__Page extract__.
━━━━━━━━━━━━━━━━
# That glowing skin effect...



## AlejandroHernandez (Dec 30, 2007)

This kind of thread has probably been here before but anyway, I always look at fashion magazines for inspiration and because I love that type of photography, but I've always wondered how can you achieve that effect on the model's skin, it's some kind of glow in it. I think it looks really amazing and I wanted to know if that is something you can get from lighting, retouching, or some product you apply to the skin. I've tried post-processing techniques but with no luck. So if you guys can explain that to me in a better way it'll be great.


----------



## Happy Hour (Dec 30, 2007)

Do a search on you tube for makeovers on photoshop. most of them are in fast forward but you can see the concept.


----------



## Joves (Dec 30, 2007)

You can get it from lighting. You might try searching at the strobist to see if they have any good ghetto techniques.  They usually have some off handed way of doing things. http://strobistblogspot.com


----------



## Mike_E (Dec 30, 2007)

A 4'X6' softbox helps too.


----------



## Sideburns (Dec 30, 2007)

HUGEEEEEE softbox.  A nice 6' softbox works wonders.

You can also attain the effect in photoshop.

Soft focus is sometimes used.


----------



## bellavita64 (Dec 30, 2007)
━━━━━━━━━━━━━━━━
__Dataset rows__.
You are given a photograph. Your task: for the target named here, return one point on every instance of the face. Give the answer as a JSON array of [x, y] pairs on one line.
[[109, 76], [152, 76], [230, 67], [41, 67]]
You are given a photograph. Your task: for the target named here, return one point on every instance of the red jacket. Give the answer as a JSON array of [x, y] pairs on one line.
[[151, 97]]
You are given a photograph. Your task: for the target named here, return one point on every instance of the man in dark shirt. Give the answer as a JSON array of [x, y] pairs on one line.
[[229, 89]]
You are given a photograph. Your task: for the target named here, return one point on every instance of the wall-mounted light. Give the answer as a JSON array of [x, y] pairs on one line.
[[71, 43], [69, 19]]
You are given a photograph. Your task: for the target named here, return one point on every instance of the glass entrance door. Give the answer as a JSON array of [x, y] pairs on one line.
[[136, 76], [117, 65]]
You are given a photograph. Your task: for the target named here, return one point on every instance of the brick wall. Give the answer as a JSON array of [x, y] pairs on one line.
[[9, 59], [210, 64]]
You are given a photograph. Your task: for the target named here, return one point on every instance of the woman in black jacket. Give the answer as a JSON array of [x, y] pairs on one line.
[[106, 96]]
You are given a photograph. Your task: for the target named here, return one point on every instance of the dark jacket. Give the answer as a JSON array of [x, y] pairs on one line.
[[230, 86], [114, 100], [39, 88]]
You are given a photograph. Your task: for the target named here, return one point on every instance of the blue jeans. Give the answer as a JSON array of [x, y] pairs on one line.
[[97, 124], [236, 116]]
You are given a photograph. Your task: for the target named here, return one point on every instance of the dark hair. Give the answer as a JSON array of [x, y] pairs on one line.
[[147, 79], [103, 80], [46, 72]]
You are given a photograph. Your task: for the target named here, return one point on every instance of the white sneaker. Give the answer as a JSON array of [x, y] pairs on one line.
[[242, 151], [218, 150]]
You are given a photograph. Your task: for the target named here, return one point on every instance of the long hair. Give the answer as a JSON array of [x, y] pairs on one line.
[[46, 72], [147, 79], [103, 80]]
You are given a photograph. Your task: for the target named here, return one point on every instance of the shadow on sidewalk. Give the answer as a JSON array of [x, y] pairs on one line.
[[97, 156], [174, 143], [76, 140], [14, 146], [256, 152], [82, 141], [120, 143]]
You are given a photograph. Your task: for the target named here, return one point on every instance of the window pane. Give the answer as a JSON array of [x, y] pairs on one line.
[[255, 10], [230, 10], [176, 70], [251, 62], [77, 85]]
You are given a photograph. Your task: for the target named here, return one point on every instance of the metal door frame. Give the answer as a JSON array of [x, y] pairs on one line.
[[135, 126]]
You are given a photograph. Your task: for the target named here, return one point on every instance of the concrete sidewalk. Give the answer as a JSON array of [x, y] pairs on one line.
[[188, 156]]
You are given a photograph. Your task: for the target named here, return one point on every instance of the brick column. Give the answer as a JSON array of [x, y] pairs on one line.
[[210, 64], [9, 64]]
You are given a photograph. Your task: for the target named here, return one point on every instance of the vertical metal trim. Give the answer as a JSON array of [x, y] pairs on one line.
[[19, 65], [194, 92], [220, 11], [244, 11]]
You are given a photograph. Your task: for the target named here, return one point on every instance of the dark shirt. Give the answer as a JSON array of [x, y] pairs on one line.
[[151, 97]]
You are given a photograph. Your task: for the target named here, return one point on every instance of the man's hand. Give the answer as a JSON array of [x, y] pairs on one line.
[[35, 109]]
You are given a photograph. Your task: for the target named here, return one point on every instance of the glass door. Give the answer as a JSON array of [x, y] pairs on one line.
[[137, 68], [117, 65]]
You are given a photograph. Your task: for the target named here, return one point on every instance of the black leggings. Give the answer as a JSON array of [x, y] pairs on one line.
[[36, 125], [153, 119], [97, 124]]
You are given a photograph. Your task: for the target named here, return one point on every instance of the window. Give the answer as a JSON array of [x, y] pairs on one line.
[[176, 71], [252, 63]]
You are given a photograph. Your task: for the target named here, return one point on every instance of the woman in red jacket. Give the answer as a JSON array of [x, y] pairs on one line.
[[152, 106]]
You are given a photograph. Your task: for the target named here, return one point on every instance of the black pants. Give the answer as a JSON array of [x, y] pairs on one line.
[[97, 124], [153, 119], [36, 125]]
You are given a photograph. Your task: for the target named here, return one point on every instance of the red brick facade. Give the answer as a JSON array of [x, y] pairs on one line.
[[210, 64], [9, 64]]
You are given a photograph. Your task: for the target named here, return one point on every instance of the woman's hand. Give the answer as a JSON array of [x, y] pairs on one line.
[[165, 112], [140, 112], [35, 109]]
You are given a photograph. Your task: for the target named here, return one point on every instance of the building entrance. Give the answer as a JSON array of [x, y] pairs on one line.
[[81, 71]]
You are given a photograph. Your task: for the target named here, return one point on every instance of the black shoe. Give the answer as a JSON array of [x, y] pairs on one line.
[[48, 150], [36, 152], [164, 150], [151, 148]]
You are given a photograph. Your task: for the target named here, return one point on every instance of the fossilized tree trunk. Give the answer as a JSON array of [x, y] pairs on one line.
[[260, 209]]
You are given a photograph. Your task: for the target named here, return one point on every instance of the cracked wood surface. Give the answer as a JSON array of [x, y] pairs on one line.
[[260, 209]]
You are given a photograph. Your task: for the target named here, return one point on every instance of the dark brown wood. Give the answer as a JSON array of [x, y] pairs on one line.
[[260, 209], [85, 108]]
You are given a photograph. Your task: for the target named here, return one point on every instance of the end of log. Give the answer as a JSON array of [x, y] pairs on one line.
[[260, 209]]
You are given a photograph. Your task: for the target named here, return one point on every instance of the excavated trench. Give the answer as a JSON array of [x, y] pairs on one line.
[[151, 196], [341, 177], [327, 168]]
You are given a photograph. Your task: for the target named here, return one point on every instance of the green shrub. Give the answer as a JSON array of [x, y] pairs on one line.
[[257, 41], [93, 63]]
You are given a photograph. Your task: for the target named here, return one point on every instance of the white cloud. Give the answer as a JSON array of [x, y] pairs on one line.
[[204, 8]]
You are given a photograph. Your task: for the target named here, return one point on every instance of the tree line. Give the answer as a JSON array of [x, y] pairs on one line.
━━━━━━━━━━━━━━━━
__Task prompt__. Please quote the glowing-skin thread above word for word, from "## Happy Hour" to "Joves (Dec 30, 2007)".

__Solution__.
## Happy Hour (Dec 30, 2007)

Do a search on you tube for makeovers on photoshop. most of them are in fast forward but you can see the concept.


----------



## Joves (Dec 30, 2007)